Records from a data collection:
================================

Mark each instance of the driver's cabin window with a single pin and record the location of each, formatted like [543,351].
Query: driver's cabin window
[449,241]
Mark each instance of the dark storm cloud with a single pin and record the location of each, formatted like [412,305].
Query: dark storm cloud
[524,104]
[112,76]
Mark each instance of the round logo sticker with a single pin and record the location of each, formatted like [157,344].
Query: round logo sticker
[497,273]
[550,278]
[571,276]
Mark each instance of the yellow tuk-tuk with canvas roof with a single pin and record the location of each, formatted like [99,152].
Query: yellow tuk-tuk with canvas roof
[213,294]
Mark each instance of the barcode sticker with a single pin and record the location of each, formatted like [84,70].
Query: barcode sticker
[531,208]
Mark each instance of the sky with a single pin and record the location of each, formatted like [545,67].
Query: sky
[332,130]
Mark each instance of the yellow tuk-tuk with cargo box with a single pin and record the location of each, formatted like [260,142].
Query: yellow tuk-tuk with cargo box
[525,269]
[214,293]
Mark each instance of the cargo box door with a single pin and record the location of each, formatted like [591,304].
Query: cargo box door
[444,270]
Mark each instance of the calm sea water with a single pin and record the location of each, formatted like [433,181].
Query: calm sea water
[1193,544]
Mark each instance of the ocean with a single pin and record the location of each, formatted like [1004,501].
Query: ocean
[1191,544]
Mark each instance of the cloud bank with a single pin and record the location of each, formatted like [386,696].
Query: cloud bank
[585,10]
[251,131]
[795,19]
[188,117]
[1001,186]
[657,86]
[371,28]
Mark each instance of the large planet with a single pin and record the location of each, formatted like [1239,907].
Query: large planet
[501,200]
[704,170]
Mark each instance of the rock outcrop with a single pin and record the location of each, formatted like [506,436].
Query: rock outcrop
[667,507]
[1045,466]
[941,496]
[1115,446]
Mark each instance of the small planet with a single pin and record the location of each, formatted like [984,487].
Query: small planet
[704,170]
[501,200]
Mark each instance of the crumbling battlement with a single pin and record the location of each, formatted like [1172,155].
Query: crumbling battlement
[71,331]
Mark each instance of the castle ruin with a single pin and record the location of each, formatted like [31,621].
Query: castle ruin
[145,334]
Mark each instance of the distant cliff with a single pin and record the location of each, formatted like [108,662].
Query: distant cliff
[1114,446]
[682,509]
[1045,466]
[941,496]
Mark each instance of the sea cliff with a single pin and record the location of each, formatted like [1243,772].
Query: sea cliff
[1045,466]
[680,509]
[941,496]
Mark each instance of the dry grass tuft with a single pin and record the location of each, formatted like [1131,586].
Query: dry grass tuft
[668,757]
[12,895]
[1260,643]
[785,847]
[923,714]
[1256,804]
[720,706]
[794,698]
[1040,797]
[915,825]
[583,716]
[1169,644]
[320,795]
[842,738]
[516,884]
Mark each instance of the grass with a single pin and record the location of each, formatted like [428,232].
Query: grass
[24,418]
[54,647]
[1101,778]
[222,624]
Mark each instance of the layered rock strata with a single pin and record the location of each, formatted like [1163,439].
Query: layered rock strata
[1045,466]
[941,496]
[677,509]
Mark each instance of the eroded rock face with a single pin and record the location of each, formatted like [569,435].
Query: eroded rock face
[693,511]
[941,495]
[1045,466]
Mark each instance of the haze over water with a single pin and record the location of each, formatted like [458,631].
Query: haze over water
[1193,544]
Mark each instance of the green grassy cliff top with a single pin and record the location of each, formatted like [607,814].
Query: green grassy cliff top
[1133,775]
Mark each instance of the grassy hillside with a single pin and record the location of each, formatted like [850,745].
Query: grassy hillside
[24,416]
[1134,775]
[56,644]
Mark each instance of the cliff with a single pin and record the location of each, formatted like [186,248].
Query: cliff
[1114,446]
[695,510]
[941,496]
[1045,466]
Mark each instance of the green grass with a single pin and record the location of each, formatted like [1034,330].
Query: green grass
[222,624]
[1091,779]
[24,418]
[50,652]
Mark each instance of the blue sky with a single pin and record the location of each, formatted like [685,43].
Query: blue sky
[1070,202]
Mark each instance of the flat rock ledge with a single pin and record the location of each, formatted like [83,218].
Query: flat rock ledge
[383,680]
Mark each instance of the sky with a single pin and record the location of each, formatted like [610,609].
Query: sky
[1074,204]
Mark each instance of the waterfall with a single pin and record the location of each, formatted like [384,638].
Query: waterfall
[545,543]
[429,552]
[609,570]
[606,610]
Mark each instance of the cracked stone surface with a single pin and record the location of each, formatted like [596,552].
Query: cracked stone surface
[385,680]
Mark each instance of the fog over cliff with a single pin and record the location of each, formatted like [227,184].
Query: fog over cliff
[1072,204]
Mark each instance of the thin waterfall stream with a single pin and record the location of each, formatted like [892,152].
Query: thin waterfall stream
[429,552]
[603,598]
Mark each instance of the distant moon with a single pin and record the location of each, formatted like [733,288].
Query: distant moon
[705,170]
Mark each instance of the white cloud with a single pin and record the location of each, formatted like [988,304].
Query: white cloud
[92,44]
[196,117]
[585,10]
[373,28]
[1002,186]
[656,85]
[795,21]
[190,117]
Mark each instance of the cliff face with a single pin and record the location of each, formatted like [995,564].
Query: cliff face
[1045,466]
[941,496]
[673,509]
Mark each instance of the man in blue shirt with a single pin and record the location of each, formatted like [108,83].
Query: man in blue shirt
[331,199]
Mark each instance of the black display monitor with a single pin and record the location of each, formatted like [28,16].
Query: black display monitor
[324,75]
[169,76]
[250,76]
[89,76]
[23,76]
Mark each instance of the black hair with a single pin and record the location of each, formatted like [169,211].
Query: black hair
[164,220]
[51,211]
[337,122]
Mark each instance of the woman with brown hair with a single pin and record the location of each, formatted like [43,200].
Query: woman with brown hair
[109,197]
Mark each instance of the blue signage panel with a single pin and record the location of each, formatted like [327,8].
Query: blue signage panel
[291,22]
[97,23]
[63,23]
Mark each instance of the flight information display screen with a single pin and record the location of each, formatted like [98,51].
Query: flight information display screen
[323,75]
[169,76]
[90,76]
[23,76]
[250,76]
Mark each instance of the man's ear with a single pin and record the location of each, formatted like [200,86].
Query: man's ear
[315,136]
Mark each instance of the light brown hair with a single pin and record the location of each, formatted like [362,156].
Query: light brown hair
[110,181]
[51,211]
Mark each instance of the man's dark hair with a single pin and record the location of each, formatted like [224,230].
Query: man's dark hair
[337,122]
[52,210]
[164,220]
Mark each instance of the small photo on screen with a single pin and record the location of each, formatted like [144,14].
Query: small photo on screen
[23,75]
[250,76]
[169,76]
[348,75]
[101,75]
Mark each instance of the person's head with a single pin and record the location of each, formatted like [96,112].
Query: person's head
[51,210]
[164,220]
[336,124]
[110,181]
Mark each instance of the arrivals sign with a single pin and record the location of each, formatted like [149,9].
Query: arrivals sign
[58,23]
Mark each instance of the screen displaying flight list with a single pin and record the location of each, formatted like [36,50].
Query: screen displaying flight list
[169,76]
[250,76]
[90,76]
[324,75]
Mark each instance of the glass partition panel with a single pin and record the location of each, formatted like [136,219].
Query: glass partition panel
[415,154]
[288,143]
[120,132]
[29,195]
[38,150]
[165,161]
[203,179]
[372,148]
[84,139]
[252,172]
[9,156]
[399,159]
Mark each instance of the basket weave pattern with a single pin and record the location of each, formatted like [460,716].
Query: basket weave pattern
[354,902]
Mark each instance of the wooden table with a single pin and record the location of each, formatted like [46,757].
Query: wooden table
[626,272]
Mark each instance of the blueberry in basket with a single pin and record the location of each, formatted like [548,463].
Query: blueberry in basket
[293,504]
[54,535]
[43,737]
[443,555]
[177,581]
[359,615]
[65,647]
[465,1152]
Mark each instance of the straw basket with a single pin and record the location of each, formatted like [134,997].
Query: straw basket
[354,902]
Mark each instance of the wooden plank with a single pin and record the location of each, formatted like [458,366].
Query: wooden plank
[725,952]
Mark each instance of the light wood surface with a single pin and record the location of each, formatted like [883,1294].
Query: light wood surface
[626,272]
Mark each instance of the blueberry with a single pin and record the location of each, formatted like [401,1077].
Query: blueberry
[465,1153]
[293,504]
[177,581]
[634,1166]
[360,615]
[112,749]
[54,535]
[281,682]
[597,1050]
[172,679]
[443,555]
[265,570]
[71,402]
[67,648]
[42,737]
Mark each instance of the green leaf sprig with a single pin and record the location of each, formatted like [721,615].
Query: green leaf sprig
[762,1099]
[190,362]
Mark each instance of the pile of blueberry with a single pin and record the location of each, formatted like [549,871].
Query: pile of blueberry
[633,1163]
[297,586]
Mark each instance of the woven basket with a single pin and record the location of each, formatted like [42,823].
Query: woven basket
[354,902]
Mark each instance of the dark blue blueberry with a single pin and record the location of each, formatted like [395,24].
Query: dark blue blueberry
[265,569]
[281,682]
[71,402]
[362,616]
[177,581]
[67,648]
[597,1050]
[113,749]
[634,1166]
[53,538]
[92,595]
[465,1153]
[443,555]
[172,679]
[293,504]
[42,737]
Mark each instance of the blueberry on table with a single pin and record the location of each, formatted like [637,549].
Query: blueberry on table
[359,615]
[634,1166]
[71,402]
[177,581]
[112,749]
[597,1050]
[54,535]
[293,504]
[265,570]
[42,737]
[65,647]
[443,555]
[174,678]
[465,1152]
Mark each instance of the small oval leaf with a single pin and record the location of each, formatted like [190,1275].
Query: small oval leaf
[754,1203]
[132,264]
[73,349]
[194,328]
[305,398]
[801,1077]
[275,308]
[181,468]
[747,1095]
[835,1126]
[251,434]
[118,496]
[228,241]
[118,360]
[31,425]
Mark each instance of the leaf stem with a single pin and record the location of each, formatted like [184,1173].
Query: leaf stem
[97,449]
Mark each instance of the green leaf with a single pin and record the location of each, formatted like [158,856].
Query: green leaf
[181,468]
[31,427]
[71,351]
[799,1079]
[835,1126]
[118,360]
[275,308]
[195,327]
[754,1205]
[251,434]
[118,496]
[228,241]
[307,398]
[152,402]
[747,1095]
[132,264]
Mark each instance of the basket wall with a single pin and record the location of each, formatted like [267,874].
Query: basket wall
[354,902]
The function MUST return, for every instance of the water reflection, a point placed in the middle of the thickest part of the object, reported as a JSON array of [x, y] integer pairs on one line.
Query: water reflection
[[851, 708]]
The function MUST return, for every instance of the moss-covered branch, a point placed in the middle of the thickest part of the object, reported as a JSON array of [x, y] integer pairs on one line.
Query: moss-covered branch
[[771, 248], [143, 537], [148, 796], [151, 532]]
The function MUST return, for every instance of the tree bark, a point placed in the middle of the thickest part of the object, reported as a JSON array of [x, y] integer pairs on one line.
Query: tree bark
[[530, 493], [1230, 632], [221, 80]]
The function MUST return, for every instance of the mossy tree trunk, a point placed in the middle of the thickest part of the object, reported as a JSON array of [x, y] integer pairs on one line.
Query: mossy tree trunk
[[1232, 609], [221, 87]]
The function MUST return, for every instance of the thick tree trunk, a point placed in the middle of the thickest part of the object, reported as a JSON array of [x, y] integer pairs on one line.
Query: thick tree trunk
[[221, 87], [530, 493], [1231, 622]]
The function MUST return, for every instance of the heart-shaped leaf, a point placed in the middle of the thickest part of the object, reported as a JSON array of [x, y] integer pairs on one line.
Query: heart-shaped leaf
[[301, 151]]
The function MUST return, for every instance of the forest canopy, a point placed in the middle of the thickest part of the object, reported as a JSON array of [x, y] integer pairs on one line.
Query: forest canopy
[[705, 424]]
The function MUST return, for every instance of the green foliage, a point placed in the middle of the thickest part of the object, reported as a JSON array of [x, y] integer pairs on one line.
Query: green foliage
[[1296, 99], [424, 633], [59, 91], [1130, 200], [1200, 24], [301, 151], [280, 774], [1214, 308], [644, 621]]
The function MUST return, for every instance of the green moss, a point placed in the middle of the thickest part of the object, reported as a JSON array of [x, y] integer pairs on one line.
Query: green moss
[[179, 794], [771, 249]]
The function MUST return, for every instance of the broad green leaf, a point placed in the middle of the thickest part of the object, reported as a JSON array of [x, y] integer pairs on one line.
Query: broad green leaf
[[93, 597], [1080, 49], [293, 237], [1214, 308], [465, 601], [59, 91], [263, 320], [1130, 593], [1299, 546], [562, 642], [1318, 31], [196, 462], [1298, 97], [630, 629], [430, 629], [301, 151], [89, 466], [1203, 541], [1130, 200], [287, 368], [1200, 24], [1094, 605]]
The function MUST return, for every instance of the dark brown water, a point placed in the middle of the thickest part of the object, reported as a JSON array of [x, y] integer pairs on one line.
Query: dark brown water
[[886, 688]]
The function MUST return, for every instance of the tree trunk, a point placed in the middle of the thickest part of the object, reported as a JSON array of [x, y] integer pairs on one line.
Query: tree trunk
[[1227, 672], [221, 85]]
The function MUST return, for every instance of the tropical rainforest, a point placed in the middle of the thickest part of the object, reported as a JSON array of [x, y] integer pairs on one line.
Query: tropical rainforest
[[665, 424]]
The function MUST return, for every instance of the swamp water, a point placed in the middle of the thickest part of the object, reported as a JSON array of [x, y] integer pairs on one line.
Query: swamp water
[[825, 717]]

================================

- **Directions for this task**:
Begin with the line that contains "Query: tropical rainforest" and quote each line after it exactly, stopping after the last line of the data.

- **Expected answer**:
Query: tropical rainforest
[[665, 424]]
The function MUST return, for every instance of the swamp water, a point placed in the middle of the thickest part of the object, reported as a JSON array of [x, y] integer pairs on one line.
Query: swamp water
[[825, 717]]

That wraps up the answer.